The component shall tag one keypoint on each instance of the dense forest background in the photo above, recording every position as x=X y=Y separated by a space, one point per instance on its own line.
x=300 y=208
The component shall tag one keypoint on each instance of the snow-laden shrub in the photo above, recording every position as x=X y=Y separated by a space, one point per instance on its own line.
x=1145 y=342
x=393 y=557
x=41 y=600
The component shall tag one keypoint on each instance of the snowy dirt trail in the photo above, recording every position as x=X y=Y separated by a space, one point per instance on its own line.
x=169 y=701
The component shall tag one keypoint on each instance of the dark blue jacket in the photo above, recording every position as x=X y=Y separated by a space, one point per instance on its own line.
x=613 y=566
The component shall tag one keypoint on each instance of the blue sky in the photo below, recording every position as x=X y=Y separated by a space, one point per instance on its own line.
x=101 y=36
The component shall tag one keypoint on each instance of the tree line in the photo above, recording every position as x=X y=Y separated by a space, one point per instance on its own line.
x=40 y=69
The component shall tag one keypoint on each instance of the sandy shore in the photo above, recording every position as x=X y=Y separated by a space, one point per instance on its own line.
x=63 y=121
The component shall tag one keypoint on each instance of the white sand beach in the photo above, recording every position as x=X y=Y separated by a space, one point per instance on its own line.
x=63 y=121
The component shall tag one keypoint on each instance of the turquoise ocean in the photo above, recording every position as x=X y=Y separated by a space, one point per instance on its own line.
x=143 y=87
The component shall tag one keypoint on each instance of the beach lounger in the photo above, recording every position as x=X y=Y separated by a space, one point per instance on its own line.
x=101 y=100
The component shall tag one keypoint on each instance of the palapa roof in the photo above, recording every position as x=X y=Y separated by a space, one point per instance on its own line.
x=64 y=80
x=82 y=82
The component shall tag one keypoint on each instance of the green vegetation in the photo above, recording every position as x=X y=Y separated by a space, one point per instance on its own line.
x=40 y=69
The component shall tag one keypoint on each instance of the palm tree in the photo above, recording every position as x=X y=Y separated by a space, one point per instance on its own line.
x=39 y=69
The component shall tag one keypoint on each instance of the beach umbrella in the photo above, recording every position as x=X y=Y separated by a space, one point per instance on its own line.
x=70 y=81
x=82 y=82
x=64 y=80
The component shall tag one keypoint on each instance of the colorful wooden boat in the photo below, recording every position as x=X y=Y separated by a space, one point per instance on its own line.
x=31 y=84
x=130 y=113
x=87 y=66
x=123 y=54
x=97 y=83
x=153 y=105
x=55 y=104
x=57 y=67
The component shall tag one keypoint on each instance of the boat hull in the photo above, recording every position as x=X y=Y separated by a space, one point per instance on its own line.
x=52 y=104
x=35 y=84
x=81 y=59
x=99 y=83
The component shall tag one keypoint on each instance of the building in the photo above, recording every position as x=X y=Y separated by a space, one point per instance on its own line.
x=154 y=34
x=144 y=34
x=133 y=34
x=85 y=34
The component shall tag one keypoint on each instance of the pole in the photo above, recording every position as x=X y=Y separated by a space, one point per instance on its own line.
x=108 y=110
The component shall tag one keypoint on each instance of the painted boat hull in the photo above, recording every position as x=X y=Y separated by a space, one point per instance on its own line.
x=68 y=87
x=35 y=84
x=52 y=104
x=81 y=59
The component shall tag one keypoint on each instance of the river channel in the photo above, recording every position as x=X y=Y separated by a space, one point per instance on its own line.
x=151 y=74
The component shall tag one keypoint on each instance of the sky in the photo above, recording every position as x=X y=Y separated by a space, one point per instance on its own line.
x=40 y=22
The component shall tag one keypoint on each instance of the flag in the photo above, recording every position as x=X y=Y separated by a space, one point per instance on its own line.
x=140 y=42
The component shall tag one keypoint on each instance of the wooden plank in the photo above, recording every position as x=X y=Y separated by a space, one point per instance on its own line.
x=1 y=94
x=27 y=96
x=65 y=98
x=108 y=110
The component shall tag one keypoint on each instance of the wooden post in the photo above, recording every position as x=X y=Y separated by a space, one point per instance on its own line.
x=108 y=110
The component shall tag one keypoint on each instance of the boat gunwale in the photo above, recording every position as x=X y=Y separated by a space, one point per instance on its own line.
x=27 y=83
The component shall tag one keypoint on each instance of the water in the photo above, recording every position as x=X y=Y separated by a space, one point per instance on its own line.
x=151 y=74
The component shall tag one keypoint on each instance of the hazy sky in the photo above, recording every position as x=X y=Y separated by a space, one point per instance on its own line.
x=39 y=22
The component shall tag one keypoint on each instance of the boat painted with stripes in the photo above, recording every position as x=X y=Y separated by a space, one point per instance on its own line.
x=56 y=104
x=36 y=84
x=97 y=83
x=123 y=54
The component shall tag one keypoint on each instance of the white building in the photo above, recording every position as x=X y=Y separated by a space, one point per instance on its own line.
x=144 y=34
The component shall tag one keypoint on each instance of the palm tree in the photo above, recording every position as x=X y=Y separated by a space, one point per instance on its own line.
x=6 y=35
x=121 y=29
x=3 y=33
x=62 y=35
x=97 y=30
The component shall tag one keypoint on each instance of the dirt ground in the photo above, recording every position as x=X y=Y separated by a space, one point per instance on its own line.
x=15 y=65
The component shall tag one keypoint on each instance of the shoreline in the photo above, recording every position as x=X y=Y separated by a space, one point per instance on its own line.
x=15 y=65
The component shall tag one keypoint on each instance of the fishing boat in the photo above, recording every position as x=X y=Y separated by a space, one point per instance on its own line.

-*-

■ EXERCISE DETAILS:
Produce an exact copy of the entries above.

■ RESPONSE TO THIS EXERCISE:
The component shall tag one keypoint on each instance of the dense forest background in the photo above, recording every position as x=X y=Y separated by a space, one point per instance on its own line.
x=300 y=208
The component shall tag one keypoint on each instance of the snow-laden shrub in the photo above, recording every position as x=X y=Y separated by a space, one point per instance on its own line.
x=1145 y=342
x=393 y=557
x=41 y=600
The component shall tag one keypoint on each instance of the snowy dirt trail in the photo above, recording every position as x=X y=Y separated by a space, one point per instance on its own line.
x=169 y=701
The component shall tag one keypoint on each instance of the dark blue jacket in the photo above, recording every position as x=X y=Y separated by a space, one point per instance on its own line.
x=613 y=566
The component shall tag one keypoint on each instance of the blue sky in the photo below, recording every position as x=X y=Y separated by a space, one point per instance on its own line.
x=101 y=36
The component shall tag one keypoint on each instance of the tree line in the photo above, recording every position as x=X y=Y separated by a space, one point per instance on its own line.
x=40 y=69
The component shall tag one keypoint on each instance of the sandy shore in the photo above, recording every position as x=X y=Y separated by a space, one point per instance on its own line.
x=63 y=121
The component shall tag one keypoint on each instance of the white sand beach in the photo above, recording every position as x=X y=Y separated by a space, one point per instance on its own line.
x=63 y=121
The component shall tag one keypoint on each instance of the turquoise ocean in the photo above, recording every position as x=X y=Y separated by a space, one point per instance on its own line.
x=143 y=87
The component shall tag one keypoint on each instance of the beach lounger in the photo above, recording every position as x=X y=Y separated by a space, one point per instance on its own line.
x=101 y=100
The component shall tag one keypoint on each instance of the palapa roof in the photo above, recording every position as x=X y=Y separated by a space, one point per instance on its own line.
x=64 y=80
x=82 y=82
The component shall tag one keypoint on each instance of the green vegetation in the photo above, recording every position as x=X y=Y separated by a space, one point per instance on its own line.
x=40 y=69
The component shall tag one keypoint on each instance of the palm tree in the photo above, recording every position as x=X y=Y separated by a space, one point per instance on its own line.
x=39 y=69
The component shall tag one keypoint on each instance of the beach umbrella in the photo above, recording every position as x=X y=Y separated by a space, one point per instance on its own line.
x=70 y=81
x=82 y=82
x=64 y=80
The component shall tag one keypoint on each instance of the colorful wooden boat in the photo below, recording every position as x=X y=Y separated by a space, one point per instance on its own line.
x=31 y=84
x=130 y=113
x=87 y=66
x=123 y=54
x=97 y=83
x=153 y=105
x=55 y=104
x=57 y=67
The component shall tag one keypoint on each instance of the boat hull in the photo above, recording every position as x=X y=Y separated by a space, one point per instance on its own line.
x=52 y=104
x=35 y=84
x=81 y=59
x=99 y=83
The component shall tag one keypoint on each instance of the building in the photo above, recording every position as x=X y=Y separated by a space, one point per instance on its own line.
x=154 y=34
x=144 y=34
x=133 y=34
x=85 y=34
The component shall tag one keypoint on each instance of the pole in the photo above, recording every position as x=X y=Y separated by a space, one point per instance on its own line.
x=108 y=110
The component shall tag one keypoint on each instance of the painted boat hull in the photo above, recording every position as x=X y=Y separated by a space, one point per instance on its own line.
x=68 y=87
x=35 y=84
x=52 y=104
x=81 y=59
The component shall tag one keypoint on each instance of the river channel in the photo above, recording every position as x=X y=Y separated by a space, one point per instance on its own line.
x=151 y=74
The component shall tag one keypoint on each instance of the sky in the photo above, recording every position as x=X y=Y separated by a space, one point per instance on its own line.
x=40 y=22
The component shall tag one keypoint on each instance of the flag in the photo above, recording every position as x=X y=Y separated by a space, one point per instance on its own line.
x=140 y=42
The component shall tag one keypoint on each instance of the wooden plank in the photo above, recording every position as x=X y=Y separated by a space, one point per instance on its own line.
x=1 y=94
x=27 y=96
x=65 y=98
x=108 y=110
The component shall tag one keypoint on each instance of the wooden post in the photo above, recording every position as x=X y=Y separated by a space, one point per instance on its own line.
x=108 y=110
The component shall tag one keypoint on each instance of the boat gunwale in the photo above, recording every position as x=X y=Y separated by a space, one point per instance on its own line.
x=27 y=83
The component shall tag one keypoint on each instance of the water in the photo above, recording every position as x=X y=Y separated by a space, one point per instance on its own line.
x=151 y=74
The component shall tag one keypoint on each instance of the hazy sky in the photo above, recording every position as x=X y=Y separated by a space, one point per instance on its own line.
x=39 y=22
The component shall tag one keypoint on each instance of the boat painted with stripes in the photo above, recording every position as x=X y=Y separated by a space, one point per instance on its own line.
x=56 y=104
x=36 y=84
x=97 y=83
x=123 y=54
The component shall tag one keypoint on each instance of the white building in the photo above, recording every position as x=X y=Y separated by a space, one point per instance on its own line.
x=144 y=34
The component shall tag one keypoint on each instance of the palm tree in the photo above, recording every position as x=X y=Y separated by a space, one point per instance on its own line.
x=6 y=35
x=121 y=29
x=3 y=33
x=62 y=35
x=97 y=30
The component shall tag one keypoint on each instance of the dirt ground in the photo above, recording every position as x=X y=Y separated by a space, one point per instance on its own line.
x=15 y=65
The component shall tag one keypoint on each instance of the shoreline in the photo above, recording every position as x=X y=Y separated by a space, one point per instance on its own line.
x=15 y=65
The component shall tag one keypoint on each instance of the fishing boat in the photo above, recording every position as x=X y=Y separated by a space, one point per instance on its own line.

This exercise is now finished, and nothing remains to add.